Segment Start: Dataset entries
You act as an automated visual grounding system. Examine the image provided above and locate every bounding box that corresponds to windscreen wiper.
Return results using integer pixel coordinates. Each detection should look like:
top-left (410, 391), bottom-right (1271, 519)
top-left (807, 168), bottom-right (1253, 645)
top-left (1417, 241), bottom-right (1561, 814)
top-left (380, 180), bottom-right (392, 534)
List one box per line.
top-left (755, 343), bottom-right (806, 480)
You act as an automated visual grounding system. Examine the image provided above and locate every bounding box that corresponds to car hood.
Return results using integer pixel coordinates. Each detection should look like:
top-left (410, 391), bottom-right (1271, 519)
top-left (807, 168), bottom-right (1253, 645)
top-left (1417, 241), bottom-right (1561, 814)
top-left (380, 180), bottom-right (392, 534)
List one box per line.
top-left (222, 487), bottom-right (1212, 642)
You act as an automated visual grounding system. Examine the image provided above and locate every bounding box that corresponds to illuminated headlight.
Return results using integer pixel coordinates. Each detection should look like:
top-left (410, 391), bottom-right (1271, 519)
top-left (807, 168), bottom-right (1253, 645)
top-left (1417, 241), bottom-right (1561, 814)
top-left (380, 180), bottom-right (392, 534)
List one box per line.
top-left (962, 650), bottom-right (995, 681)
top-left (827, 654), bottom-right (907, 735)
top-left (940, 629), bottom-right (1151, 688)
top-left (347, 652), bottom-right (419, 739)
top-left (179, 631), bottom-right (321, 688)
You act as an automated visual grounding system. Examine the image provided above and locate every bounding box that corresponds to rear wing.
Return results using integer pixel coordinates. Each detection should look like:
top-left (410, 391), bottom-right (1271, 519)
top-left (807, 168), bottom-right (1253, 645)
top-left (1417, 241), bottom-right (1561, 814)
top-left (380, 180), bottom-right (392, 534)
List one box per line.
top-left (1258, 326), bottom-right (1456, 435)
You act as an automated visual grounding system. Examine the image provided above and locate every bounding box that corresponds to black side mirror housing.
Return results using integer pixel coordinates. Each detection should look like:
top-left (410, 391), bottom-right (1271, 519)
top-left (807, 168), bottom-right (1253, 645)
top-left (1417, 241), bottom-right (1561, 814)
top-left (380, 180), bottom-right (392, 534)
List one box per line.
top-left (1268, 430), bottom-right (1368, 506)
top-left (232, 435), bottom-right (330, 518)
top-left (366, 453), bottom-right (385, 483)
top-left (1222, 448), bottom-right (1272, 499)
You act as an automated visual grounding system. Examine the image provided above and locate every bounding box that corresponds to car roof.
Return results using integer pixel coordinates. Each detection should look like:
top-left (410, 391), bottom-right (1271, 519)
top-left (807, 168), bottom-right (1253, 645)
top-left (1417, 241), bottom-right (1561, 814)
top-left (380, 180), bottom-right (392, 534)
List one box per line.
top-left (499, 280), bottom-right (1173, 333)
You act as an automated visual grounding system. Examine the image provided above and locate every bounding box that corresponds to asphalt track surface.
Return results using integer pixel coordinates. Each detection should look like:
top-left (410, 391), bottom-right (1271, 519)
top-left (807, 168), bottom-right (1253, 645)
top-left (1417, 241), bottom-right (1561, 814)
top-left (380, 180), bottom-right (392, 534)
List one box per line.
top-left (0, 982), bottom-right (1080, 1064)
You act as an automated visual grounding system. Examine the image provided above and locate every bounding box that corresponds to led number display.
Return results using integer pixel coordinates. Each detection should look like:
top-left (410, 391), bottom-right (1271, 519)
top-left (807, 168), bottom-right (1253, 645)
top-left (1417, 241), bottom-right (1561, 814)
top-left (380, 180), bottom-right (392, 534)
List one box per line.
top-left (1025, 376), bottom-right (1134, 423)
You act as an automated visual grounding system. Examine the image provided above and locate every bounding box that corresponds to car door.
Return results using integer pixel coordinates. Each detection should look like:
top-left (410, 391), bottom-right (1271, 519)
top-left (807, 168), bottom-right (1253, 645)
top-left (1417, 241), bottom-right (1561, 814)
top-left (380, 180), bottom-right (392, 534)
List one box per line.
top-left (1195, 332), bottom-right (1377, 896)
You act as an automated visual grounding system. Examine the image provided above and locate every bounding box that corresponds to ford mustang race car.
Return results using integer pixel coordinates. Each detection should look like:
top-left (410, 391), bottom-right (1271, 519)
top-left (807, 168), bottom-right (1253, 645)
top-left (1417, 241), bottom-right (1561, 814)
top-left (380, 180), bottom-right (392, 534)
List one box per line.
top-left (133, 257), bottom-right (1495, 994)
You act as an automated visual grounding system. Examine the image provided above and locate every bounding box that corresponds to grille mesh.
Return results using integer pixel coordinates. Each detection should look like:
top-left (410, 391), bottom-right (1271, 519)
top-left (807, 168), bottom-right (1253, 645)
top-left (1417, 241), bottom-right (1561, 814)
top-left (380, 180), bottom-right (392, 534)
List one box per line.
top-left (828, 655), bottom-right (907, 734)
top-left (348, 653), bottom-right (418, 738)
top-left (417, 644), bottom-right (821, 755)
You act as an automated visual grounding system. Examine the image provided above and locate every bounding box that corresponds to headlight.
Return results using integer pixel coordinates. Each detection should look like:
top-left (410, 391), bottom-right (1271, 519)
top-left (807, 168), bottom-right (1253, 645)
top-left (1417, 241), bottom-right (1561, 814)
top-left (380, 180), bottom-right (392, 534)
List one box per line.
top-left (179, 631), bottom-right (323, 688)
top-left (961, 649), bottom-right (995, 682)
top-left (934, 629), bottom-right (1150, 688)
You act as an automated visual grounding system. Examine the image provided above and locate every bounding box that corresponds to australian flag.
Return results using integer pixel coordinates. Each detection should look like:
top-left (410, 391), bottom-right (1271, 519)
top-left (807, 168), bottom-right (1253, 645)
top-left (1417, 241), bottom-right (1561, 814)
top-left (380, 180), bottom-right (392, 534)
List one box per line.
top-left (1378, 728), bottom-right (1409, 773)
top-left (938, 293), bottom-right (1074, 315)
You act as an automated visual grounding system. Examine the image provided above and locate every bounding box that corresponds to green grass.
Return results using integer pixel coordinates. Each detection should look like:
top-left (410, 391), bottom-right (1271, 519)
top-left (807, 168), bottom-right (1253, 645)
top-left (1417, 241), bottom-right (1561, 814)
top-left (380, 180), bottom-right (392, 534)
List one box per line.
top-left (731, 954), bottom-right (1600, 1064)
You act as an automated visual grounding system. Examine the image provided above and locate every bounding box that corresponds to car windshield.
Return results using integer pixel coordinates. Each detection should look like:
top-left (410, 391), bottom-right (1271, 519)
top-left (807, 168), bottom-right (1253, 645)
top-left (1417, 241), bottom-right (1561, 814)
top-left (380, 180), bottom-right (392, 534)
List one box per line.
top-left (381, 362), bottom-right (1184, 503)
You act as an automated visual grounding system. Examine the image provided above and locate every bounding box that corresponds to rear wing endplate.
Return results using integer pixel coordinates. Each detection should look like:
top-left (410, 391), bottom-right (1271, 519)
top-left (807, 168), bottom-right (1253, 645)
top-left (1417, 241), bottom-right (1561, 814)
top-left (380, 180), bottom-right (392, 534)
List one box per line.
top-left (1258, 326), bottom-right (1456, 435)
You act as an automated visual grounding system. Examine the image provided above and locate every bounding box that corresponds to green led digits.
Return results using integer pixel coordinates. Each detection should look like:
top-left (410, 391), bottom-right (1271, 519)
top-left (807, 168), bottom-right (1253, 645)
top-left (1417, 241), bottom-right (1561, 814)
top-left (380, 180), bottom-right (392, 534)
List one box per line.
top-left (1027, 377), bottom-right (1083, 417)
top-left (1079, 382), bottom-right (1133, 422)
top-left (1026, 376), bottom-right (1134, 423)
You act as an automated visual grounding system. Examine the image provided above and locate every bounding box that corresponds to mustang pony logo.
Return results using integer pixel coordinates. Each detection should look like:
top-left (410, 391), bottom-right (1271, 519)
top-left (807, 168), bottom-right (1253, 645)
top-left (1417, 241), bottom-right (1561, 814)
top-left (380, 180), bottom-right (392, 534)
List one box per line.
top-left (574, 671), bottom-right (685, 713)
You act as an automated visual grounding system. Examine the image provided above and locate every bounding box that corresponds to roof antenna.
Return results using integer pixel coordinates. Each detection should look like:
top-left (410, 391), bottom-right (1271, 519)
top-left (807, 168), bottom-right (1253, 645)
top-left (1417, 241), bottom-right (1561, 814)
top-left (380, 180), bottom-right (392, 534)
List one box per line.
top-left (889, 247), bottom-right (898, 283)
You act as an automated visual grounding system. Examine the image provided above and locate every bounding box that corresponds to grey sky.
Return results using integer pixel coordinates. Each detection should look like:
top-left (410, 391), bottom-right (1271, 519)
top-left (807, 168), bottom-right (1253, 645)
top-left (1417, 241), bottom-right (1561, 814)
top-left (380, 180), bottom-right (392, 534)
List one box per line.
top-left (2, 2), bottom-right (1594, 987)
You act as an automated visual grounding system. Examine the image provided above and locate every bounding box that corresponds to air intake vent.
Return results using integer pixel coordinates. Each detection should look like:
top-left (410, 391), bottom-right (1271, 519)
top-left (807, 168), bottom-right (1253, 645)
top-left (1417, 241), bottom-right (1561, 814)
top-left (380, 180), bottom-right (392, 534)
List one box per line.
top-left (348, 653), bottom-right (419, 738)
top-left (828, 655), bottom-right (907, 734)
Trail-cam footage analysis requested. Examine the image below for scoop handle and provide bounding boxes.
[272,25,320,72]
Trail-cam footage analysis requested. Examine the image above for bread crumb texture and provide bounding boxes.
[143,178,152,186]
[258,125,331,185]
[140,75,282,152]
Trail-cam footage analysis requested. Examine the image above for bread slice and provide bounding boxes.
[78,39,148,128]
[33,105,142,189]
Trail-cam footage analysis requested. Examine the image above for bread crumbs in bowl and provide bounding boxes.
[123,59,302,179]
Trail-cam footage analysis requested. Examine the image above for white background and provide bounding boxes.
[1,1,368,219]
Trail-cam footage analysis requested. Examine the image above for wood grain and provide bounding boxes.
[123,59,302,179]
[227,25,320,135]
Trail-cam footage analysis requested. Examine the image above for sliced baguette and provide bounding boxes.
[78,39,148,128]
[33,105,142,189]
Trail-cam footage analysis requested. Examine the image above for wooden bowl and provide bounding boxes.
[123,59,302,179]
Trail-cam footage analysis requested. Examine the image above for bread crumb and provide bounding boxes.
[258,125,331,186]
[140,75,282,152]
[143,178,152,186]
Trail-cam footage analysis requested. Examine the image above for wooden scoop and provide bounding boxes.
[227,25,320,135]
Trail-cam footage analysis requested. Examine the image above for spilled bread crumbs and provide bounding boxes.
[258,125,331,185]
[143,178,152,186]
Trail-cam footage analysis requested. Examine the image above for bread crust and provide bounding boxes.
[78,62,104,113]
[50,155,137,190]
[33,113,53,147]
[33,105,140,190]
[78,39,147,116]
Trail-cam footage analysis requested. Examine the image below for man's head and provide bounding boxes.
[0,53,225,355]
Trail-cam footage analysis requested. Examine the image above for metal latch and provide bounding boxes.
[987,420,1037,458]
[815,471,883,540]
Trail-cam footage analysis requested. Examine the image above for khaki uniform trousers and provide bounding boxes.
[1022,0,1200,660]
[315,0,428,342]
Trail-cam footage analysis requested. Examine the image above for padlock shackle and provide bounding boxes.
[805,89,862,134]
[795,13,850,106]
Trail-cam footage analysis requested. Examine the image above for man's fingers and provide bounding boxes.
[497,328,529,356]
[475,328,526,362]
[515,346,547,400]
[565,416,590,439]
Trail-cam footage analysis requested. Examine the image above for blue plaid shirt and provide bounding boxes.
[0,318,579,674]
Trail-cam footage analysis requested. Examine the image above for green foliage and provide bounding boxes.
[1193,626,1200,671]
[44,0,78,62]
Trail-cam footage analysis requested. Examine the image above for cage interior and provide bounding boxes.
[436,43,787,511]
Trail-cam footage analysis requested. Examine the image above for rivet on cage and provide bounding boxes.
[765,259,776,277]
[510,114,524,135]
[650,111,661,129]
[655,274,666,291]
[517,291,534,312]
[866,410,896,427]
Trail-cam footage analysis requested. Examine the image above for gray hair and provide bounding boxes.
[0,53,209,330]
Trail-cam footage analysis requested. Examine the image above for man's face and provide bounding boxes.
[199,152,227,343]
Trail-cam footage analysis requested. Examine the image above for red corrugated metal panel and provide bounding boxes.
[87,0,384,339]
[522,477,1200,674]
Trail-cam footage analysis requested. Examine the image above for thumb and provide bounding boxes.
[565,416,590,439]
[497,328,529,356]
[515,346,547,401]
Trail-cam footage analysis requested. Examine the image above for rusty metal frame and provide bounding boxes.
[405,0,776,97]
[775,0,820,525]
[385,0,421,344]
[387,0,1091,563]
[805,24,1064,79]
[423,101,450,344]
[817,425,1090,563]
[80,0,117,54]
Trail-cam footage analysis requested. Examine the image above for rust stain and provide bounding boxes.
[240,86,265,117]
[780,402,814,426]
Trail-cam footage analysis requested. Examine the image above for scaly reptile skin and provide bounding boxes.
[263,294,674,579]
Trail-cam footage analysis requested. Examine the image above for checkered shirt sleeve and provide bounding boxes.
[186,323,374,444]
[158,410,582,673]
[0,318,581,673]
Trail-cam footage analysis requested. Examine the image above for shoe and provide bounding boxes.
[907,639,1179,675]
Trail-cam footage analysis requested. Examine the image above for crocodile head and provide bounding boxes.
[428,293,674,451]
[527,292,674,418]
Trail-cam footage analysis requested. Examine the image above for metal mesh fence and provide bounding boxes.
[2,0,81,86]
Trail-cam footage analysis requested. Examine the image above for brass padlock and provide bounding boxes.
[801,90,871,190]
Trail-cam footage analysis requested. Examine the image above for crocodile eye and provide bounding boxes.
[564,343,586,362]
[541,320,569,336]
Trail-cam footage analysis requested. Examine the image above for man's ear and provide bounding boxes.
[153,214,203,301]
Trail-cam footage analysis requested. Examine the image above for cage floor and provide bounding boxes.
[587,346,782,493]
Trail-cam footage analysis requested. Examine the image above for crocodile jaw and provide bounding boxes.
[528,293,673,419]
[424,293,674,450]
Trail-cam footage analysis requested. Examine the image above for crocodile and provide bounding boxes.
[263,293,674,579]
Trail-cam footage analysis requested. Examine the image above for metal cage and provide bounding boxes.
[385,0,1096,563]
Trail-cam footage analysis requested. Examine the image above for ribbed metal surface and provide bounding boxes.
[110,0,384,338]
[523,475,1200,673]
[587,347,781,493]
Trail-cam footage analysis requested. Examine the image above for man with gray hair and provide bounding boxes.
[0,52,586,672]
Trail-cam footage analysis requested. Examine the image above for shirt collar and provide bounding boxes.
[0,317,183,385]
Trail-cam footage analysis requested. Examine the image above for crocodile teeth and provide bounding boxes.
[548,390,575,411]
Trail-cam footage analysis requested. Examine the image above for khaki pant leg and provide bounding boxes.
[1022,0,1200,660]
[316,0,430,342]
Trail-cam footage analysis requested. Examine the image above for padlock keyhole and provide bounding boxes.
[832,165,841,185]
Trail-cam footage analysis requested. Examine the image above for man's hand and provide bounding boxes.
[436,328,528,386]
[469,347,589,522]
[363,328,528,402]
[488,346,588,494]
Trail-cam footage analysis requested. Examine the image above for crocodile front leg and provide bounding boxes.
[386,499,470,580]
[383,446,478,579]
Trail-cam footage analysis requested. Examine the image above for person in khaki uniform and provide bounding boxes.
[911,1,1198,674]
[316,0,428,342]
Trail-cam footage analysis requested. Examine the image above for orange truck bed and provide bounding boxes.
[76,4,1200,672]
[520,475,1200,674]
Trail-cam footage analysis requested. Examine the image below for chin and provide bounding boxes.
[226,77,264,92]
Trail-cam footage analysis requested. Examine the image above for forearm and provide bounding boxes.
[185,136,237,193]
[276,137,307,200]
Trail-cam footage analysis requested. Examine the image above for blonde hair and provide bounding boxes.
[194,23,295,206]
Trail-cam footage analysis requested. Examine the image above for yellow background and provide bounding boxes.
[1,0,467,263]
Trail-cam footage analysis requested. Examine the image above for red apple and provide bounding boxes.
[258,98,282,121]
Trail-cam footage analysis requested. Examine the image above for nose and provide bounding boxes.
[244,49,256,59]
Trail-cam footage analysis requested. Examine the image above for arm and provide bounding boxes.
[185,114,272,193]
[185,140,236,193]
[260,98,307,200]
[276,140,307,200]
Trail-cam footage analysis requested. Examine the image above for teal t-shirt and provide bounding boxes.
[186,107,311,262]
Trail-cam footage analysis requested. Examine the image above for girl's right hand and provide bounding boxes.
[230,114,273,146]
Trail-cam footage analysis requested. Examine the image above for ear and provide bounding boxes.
Segment End: Dataset entries
#### [Assignment]
Go through the records. Copy each line where "roof" appears.

#### [Response]
You act as an automated visual grounding system. Examine the image provided above and locate every bounding box that corresponds to car roof.
You act as an automated visual grounding system. Examine the image provided above and locate every bounding box that corresponds to roof antenna.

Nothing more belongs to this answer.